Recorded data:
——
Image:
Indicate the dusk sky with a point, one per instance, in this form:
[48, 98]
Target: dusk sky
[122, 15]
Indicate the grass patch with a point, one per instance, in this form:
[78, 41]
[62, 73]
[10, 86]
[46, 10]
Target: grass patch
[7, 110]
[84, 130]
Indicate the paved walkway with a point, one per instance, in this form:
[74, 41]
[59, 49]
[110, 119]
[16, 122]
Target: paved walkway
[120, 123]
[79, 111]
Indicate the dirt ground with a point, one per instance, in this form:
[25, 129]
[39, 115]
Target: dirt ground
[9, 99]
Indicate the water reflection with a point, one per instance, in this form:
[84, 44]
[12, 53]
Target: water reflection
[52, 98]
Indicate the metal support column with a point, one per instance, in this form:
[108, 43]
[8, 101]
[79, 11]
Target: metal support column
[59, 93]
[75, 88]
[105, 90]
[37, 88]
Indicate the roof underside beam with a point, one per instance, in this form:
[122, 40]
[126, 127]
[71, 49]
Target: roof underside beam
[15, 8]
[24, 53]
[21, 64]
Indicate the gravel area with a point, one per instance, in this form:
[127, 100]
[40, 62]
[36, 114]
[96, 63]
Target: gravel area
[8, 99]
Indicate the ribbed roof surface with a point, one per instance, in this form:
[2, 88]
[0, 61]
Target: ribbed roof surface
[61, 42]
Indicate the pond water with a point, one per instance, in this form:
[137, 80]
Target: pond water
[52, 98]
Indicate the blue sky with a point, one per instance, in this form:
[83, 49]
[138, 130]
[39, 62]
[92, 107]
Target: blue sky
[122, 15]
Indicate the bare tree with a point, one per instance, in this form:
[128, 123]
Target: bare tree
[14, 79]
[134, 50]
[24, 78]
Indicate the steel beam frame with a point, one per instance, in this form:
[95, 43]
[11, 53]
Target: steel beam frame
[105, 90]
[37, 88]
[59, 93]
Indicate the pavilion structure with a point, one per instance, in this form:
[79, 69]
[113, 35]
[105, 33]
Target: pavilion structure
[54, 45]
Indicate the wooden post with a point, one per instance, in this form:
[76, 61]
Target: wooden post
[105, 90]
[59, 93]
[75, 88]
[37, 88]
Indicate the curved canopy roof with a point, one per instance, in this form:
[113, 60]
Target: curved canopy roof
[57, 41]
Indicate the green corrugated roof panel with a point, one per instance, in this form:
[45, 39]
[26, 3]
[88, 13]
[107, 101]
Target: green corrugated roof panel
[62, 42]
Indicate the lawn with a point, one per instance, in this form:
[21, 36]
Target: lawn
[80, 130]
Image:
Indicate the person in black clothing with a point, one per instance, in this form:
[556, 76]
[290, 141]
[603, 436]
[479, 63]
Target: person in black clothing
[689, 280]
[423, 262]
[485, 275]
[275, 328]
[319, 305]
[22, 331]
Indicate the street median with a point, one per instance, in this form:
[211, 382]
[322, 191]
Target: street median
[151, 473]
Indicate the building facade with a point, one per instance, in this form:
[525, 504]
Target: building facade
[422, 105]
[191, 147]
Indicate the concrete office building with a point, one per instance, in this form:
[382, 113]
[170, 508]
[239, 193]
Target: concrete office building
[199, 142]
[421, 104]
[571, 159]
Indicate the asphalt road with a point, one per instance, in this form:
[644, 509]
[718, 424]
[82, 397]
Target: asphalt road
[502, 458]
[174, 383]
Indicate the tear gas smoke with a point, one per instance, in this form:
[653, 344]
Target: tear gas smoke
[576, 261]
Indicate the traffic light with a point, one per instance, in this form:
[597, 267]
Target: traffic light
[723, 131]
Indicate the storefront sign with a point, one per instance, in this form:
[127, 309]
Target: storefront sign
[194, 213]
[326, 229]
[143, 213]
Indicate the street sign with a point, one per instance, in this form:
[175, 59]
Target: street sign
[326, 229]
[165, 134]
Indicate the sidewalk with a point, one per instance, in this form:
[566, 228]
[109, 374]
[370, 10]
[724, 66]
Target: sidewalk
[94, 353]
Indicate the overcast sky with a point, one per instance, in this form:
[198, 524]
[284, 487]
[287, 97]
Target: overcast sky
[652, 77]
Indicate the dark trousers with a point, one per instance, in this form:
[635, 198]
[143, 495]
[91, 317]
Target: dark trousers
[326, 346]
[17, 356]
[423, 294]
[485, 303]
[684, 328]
——
Written exercise ->
With both ends included, please retype exactly the lines from the line containing "Indicate the lawn" to the final line of the data.

Response for this exercise ->
Indicate the lawn with a point, one per instance, in this form:
[21, 36]
Target: lawn
[80, 130]
Image:
Indicate the person in black clothing with a point, one per instance, in this form:
[556, 76]
[290, 141]
[603, 436]
[479, 63]
Target: person in black clothing
[689, 280]
[423, 262]
[485, 275]
[275, 328]
[319, 305]
[22, 331]
Indicate the street median with a point, one per instance, in this form:
[211, 382]
[322, 191]
Target: street median
[151, 473]
Indicate the building facade with a point, one per instance, in this form:
[525, 504]
Target: building facade
[422, 105]
[191, 147]
Indicate the concrete office building with a point, one per instance, in this form:
[382, 113]
[170, 508]
[239, 193]
Target: concrete office building
[199, 142]
[421, 104]
[571, 159]
Indicate the asphalt road with a point, one per instance, in this form:
[644, 509]
[718, 424]
[82, 397]
Target: asphalt road
[502, 458]
[174, 383]
Indicate the tear gas smoke with a point, one per instance, in this form:
[653, 344]
Target: tear gas smoke
[576, 261]
Indicate the traffic light with a point, one per instance, in this form:
[597, 267]
Target: traffic light
[723, 131]
Indicate the storefront sign with a point, one per instance, in this form:
[127, 309]
Target: storefront sign
[194, 213]
[326, 229]
[143, 213]
Indicate the street sign with a point, one per instance, in this form:
[175, 59]
Target: street sign
[326, 229]
[165, 134]
Indicate the sidewalk with a point, one per instance, in this form:
[566, 228]
[109, 374]
[370, 10]
[724, 66]
Target: sidewalk
[94, 353]
Indicate the overcast sky with a point, one per instance, in this form:
[198, 524]
[284, 487]
[287, 97]
Target: overcast sky
[652, 77]
Indicate the dark trousers with a point, one per instance, in this form:
[635, 198]
[143, 495]
[91, 317]
Target: dark trousers
[326, 346]
[17, 356]
[423, 294]
[485, 303]
[684, 328]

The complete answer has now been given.